**Aim of the task**
An exact, line-by-line copy is needed, beginning at the line with "point: snowflake pattern" and ending at the last line of the listing below.
★ ★ ★ ★
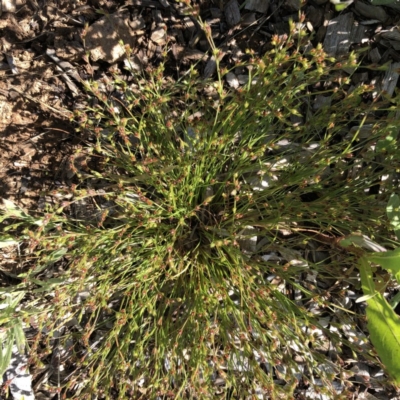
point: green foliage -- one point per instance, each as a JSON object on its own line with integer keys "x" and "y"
{"x": 383, "y": 322}
{"x": 162, "y": 278}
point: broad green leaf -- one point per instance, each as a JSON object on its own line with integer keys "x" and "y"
{"x": 395, "y": 301}
{"x": 6, "y": 352}
{"x": 19, "y": 337}
{"x": 341, "y": 5}
{"x": 383, "y": 323}
{"x": 393, "y": 213}
{"x": 389, "y": 260}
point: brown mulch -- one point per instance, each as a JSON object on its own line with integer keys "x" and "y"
{"x": 37, "y": 91}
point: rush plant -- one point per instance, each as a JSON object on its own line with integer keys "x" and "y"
{"x": 187, "y": 278}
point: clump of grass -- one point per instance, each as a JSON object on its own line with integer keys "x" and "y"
{"x": 171, "y": 296}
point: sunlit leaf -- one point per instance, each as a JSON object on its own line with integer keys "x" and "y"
{"x": 393, "y": 212}
{"x": 383, "y": 323}
{"x": 389, "y": 260}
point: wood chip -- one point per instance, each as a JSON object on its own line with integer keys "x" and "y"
{"x": 337, "y": 39}
{"x": 390, "y": 79}
{"x": 10, "y": 60}
{"x": 232, "y": 13}
{"x": 375, "y": 56}
{"x": 260, "y": 6}
{"x": 391, "y": 35}
{"x": 10, "y": 5}
{"x": 370, "y": 11}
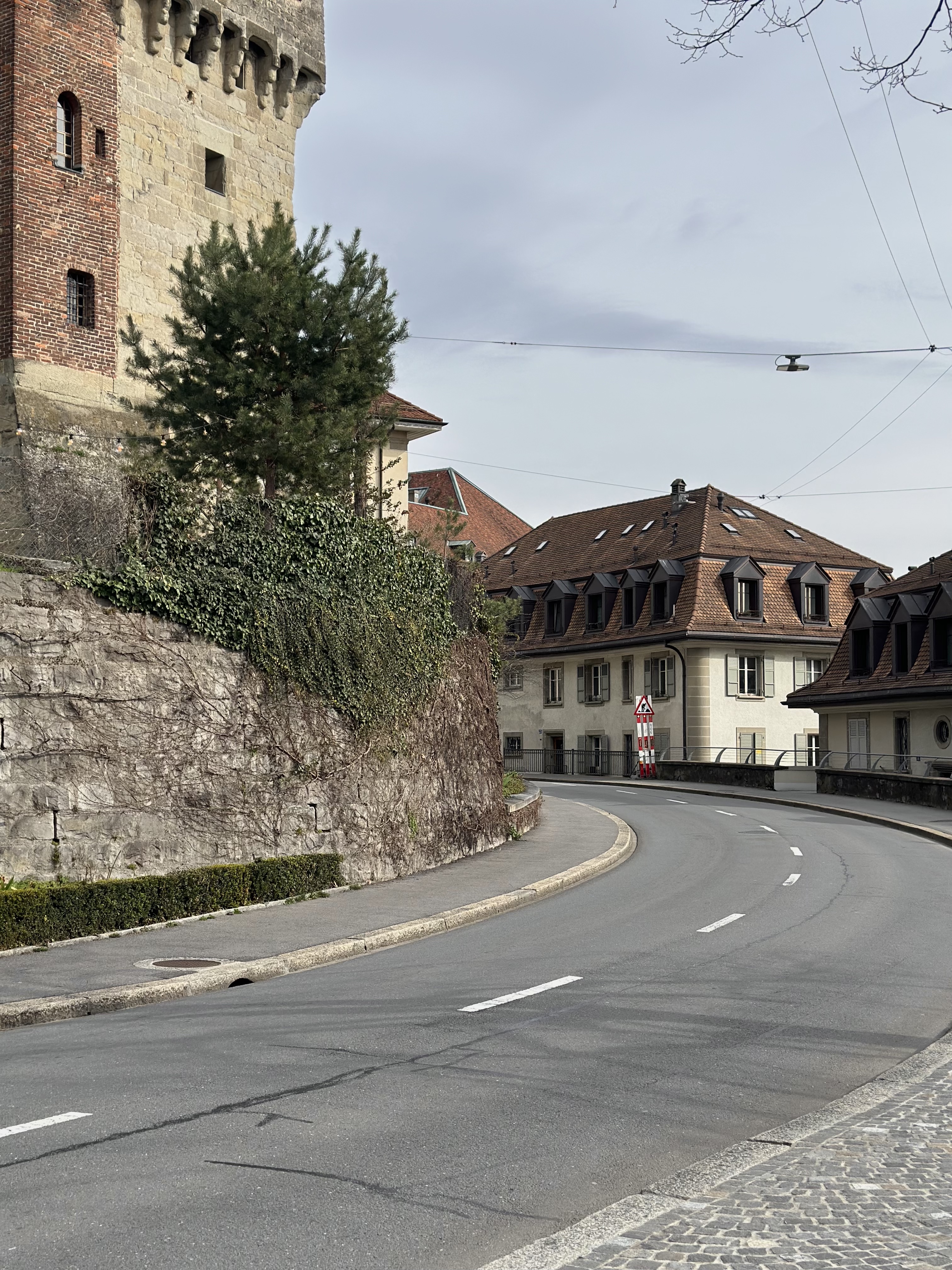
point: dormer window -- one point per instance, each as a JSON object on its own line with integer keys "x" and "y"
{"x": 900, "y": 648}
{"x": 748, "y": 599}
{"x": 814, "y": 604}
{"x": 861, "y": 653}
{"x": 594, "y": 611}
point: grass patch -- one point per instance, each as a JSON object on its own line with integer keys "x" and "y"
{"x": 513, "y": 784}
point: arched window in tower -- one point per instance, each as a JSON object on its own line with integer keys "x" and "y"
{"x": 69, "y": 148}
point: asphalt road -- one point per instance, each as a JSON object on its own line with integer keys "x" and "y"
{"x": 356, "y": 1117}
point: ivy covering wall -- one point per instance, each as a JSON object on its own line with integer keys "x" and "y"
{"x": 318, "y": 599}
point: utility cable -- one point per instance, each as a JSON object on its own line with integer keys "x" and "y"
{"x": 904, "y": 411}
{"x": 856, "y": 161}
{"x": 690, "y": 352}
{"x": 905, "y": 169}
{"x": 817, "y": 458}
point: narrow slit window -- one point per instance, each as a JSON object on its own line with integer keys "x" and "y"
{"x": 68, "y": 133}
{"x": 81, "y": 299}
{"x": 215, "y": 172}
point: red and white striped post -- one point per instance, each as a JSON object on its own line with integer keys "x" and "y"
{"x": 645, "y": 721}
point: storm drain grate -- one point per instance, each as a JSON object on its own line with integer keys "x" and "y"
{"x": 183, "y": 963}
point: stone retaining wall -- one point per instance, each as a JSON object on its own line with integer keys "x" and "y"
{"x": 129, "y": 743}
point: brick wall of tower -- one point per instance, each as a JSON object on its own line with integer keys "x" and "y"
{"x": 64, "y": 220}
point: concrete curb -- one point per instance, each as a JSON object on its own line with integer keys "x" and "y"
{"x": 617, "y": 1223}
{"x": 922, "y": 831}
{"x": 44, "y": 1010}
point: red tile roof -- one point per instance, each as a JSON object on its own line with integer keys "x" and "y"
{"x": 696, "y": 535}
{"x": 407, "y": 411}
{"x": 485, "y": 523}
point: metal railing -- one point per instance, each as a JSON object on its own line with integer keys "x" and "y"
{"x": 624, "y": 763}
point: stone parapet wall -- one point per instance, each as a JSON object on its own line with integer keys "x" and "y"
{"x": 131, "y": 745}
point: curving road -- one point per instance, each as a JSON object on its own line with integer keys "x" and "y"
{"x": 357, "y": 1117}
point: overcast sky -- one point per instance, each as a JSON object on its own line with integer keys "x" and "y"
{"x": 551, "y": 171}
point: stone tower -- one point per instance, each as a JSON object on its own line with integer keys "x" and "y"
{"x": 126, "y": 129}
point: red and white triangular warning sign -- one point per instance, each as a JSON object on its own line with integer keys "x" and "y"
{"x": 644, "y": 709}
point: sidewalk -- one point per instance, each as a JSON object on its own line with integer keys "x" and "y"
{"x": 876, "y": 1192}
{"x": 568, "y": 835}
{"x": 936, "y": 821}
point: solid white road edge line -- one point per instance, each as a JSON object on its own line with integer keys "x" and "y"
{"x": 724, "y": 921}
{"x": 42, "y": 1124}
{"x": 517, "y": 996}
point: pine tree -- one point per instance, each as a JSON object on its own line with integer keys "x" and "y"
{"x": 273, "y": 366}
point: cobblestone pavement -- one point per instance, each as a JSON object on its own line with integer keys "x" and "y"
{"x": 876, "y": 1192}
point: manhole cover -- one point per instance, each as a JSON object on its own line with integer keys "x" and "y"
{"x": 183, "y": 963}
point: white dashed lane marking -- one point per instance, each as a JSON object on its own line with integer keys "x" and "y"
{"x": 518, "y": 996}
{"x": 724, "y": 921}
{"x": 42, "y": 1124}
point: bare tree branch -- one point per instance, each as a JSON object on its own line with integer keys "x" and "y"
{"x": 718, "y": 22}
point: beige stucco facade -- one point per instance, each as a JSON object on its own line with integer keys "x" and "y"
{"x": 715, "y": 716}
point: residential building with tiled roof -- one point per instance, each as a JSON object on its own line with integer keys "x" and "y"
{"x": 478, "y": 526}
{"x": 885, "y": 700}
{"x": 714, "y": 606}
{"x": 388, "y": 469}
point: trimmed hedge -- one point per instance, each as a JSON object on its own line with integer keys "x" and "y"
{"x": 65, "y": 911}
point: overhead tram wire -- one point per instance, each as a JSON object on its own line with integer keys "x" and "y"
{"x": 856, "y": 161}
{"x": 687, "y": 352}
{"x": 905, "y": 169}
{"x": 870, "y": 440}
{"x": 873, "y": 408}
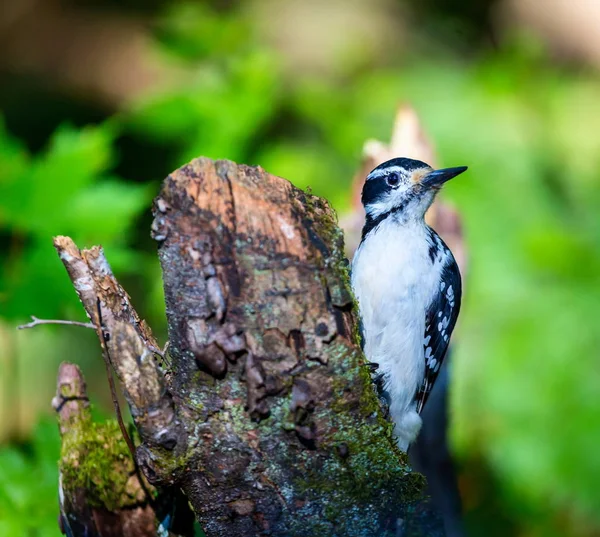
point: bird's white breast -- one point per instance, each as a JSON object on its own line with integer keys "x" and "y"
{"x": 394, "y": 281}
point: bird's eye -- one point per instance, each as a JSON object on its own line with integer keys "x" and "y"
{"x": 393, "y": 179}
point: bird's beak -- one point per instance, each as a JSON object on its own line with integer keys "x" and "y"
{"x": 437, "y": 178}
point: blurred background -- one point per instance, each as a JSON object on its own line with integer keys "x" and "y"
{"x": 101, "y": 99}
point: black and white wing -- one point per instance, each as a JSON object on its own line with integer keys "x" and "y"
{"x": 439, "y": 322}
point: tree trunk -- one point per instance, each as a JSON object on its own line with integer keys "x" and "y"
{"x": 263, "y": 412}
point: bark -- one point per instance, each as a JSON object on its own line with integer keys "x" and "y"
{"x": 264, "y": 414}
{"x": 100, "y": 492}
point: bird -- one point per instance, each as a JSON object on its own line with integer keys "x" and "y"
{"x": 408, "y": 288}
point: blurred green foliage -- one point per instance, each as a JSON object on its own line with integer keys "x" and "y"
{"x": 29, "y": 485}
{"x": 525, "y": 376}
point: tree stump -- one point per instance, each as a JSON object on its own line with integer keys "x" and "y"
{"x": 264, "y": 413}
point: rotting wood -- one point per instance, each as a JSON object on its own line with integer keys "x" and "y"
{"x": 266, "y": 418}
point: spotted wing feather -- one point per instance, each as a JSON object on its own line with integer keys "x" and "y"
{"x": 439, "y": 323}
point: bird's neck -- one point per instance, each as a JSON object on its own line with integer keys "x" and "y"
{"x": 397, "y": 217}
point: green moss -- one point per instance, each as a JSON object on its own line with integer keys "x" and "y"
{"x": 95, "y": 457}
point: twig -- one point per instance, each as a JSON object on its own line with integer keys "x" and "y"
{"x": 36, "y": 322}
{"x": 102, "y": 336}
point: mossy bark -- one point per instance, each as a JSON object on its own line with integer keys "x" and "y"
{"x": 265, "y": 417}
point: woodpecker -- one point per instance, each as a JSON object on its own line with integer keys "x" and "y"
{"x": 407, "y": 285}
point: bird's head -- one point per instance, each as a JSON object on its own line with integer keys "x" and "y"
{"x": 403, "y": 186}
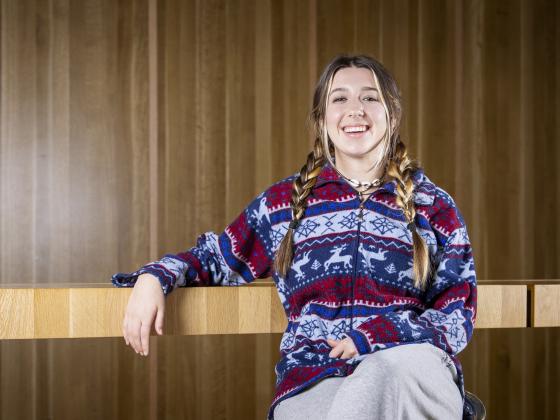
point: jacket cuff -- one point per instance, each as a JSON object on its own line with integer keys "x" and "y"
{"x": 360, "y": 341}
{"x": 129, "y": 279}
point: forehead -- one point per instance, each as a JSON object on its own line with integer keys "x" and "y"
{"x": 352, "y": 76}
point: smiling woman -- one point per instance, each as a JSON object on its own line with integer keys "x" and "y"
{"x": 356, "y": 123}
{"x": 371, "y": 260}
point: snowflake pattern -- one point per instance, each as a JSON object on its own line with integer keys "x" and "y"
{"x": 382, "y": 225}
{"x": 308, "y": 227}
{"x": 349, "y": 221}
{"x": 309, "y": 327}
{"x": 328, "y": 224}
{"x": 391, "y": 268}
{"x": 339, "y": 329}
{"x": 405, "y": 235}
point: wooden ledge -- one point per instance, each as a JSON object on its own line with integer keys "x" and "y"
{"x": 97, "y": 310}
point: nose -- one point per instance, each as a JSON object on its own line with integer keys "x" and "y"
{"x": 356, "y": 109}
{"x": 357, "y": 112}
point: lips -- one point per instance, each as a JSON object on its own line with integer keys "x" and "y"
{"x": 355, "y": 128}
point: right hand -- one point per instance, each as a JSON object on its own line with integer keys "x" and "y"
{"x": 145, "y": 303}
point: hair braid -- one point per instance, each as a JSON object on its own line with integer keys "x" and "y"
{"x": 302, "y": 186}
{"x": 401, "y": 168}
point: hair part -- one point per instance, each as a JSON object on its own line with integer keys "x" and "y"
{"x": 395, "y": 161}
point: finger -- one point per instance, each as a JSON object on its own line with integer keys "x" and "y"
★ ★ ★ ★
**Exercise result**
point: snowflake pattern -- one point per instance, each as a JSON object on its own line with integer keys "x" and "y"
{"x": 382, "y": 225}
{"x": 308, "y": 227}
{"x": 349, "y": 221}
{"x": 309, "y": 327}
{"x": 328, "y": 224}
{"x": 391, "y": 268}
{"x": 339, "y": 329}
{"x": 405, "y": 235}
point: wooden ledge -- one point per instance, each as a JSON object on its own line with integer keys "x" and "y"
{"x": 97, "y": 310}
point: nose -- one point per instance, each as a JSON object on its own line with integer keys "x" and "y"
{"x": 356, "y": 109}
{"x": 357, "y": 112}
point: lips -- one point per instance, each as a JSON object on its own line with integer keys "x" and "y"
{"x": 355, "y": 128}
point: right hand -- one point per instance, each as a JSON object on its own line with integer keys "x" and "y"
{"x": 145, "y": 303}
point: hair braid -- one point per instance, each as a JSON object on its own line with integer keys "x" and "y"
{"x": 302, "y": 186}
{"x": 401, "y": 168}
point: hair part -- one point per instance, each as a JSON object on its own line with integer keys "x" and "y"
{"x": 395, "y": 161}
point: finger -- one point per instance, each as a JSON object on its own line with integer keys "x" and "y"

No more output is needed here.